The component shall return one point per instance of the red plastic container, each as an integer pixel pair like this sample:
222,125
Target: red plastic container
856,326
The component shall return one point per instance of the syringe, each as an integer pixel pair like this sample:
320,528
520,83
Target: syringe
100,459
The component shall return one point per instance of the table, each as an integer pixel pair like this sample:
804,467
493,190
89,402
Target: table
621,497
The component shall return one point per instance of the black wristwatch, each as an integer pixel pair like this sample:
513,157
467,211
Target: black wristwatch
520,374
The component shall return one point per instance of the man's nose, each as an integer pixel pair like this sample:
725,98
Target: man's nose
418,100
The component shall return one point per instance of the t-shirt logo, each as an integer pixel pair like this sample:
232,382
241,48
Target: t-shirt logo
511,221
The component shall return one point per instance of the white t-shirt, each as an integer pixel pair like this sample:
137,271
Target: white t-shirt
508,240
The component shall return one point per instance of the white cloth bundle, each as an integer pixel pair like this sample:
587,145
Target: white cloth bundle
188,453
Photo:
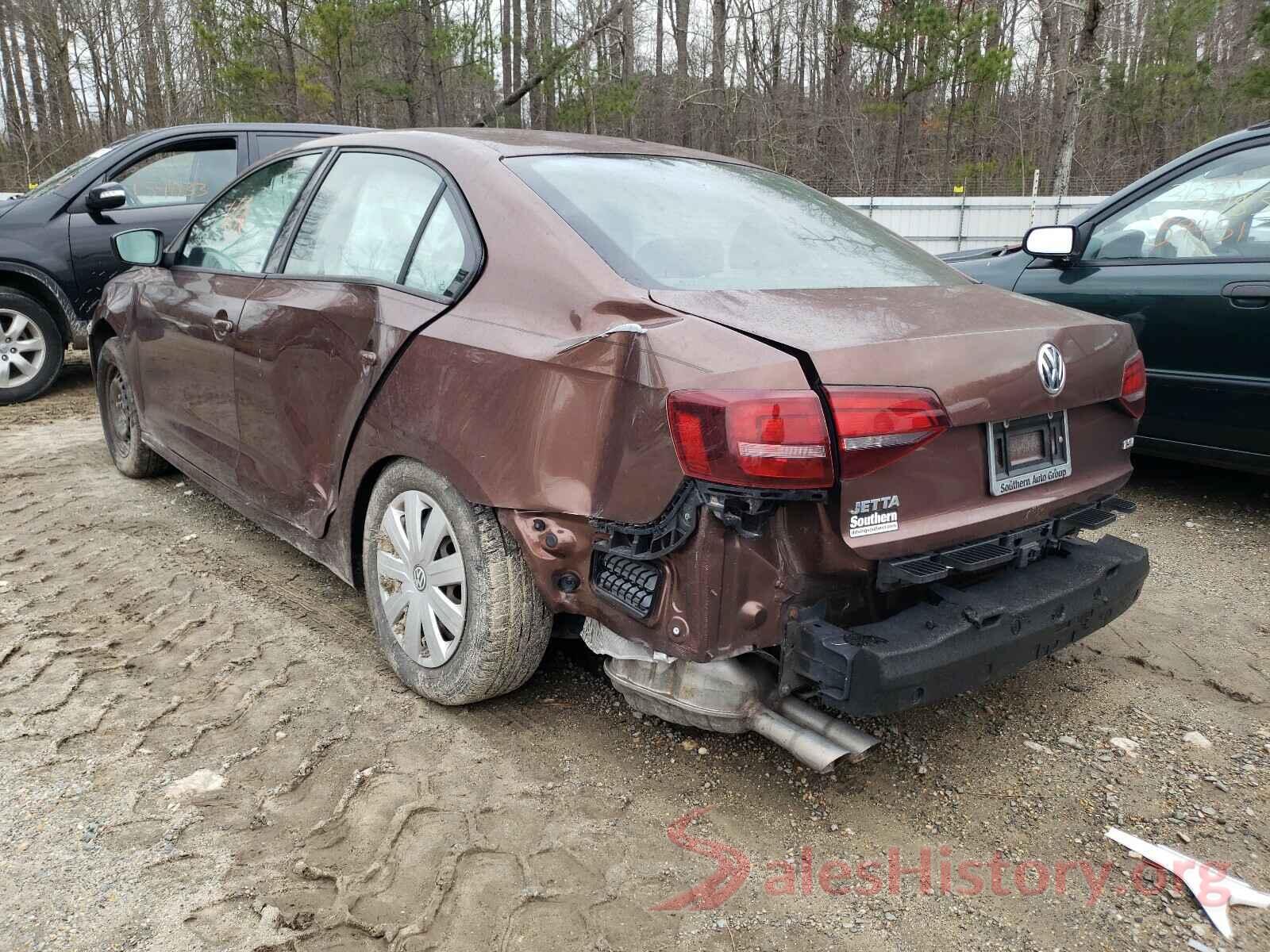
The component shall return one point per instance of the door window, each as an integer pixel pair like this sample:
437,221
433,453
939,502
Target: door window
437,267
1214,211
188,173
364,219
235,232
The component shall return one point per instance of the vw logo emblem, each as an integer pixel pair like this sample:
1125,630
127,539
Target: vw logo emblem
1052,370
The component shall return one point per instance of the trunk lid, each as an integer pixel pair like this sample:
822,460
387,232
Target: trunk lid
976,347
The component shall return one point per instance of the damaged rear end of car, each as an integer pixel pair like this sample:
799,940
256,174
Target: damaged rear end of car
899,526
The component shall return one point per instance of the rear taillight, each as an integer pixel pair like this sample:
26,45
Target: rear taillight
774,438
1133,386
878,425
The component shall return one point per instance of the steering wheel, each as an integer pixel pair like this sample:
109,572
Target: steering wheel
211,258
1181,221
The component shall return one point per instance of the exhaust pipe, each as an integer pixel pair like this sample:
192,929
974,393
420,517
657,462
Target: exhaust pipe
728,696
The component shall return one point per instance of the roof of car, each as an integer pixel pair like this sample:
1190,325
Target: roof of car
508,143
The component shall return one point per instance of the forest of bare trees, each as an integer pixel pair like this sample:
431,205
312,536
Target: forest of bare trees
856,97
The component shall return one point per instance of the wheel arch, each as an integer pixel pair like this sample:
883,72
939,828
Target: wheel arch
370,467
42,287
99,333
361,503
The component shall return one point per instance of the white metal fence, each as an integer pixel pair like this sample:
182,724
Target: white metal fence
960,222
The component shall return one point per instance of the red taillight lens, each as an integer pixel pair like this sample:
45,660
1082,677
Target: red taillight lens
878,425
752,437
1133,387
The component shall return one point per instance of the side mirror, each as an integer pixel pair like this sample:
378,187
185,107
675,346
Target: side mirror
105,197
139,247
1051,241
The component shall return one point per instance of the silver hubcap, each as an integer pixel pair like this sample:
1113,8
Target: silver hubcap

════

THE TASK: Output the material above exactly, without pictures.

SOLUTION TO THE EXERCISE:
The component shall return one point per instance of the red plastic container, each as an integer pixel pair like this sample:
222,125
Target: red plastic container
856,326
The component shall return one point per instance of the syringe, each as an integer pixel pair like this sample:
320,528
520,83
Target: syringe
100,459
The component shall return one point per instance of the table, each as an integer pixel pair like this sample:
804,467
493,190
89,402
Target: table
621,497
The component shall return one point per instance of the black wristwatch, each as an integer pixel pair like this sample:
513,157
467,211
Target: black wristwatch
520,374
The component shall return one point per instance of the man's nose, each as an integer pixel pair like this sample:
725,98
Target: man's nose
418,100
The component shall return one point per instance of the t-shirt logo, each as an integer pixel pair like this sample:
232,382
241,48
Target: t-shirt logo
511,221
The component shall return one point per instance of the white t-shirt, each as an integer pixel pair like this sample:
137,271
Target: white t-shirt
508,240
The component shall return one point per instance of the white cloth bundle, each as an integer pixel pair like this sample:
587,145
Target: white cloth bundle
188,453
Photo:
The component shall return one point per instance of the door window, each as an integer pixel pair like this sample:
437,221
433,453
939,502
Target: door window
437,267
1214,211
188,173
364,219
235,232
The component shall return one point per instance of the vw logo emblem, each as an integer pixel pair like this sample:
1125,630
127,539
Target: vw logo emblem
1052,370
The component shall return one point per instance of the trunk lid, each as an integer pixel pair like this sample:
822,460
387,232
Target: trunk lid
976,347
The component shall return one point per instance of the damaged rear end of car, each as an integer pixel pair like this sample:
799,940
256,174
Target: damaged rear end of car
899,526
The component shall return one point per instance of the rear taillight, each as an integer pixel pair like this sample:
26,45
Target: rear taillight
774,438
1133,386
878,425
The component shall return one point per instance of the steering wheel, each as an integer pixel pair like this sample:
109,572
Target: steering wheel
211,258
1181,221
The component shall return one point per instance of the exhaust pipe, each as an integer pixel pair like this sample:
192,929
974,393
420,517
657,462
Target: exhaust pipe
728,696
The component shall return one point per instance of the roof of car, each as an integer pixel pair like this sample:
1190,325
Target: roof of car
508,143
The component shall return one point per instance of the forest of bare trees, each as an integer pixel pair like this sample:
431,205
312,536
Target: forest of bare trees
856,97
The component shall return one point per instance of the wheel arch, each as an integer pixel pair like this sample:
883,72
939,828
Target: wheel arch
370,467
42,287
99,333
361,503
The component shall return one point per instance of the white metal fence, each as an integer pixel pair like this sample:
182,724
Target: white metal fence
960,222
The component shall return one point per instance of the red taillight lens, each as an integer pixel pair like this sample:
45,660
1082,677
Target: red taillight lens
878,425
752,437
1133,387
The component shall return one point per instance of the side mirror, each as an integer pixel pair like this sample:
378,187
185,107
675,346
Target: side mirror
105,197
139,247
1051,241
The component shall return one point per instance of the silver hubcap, each as an integer pixel pair like this sample:
1113,8
Target: silver hubcap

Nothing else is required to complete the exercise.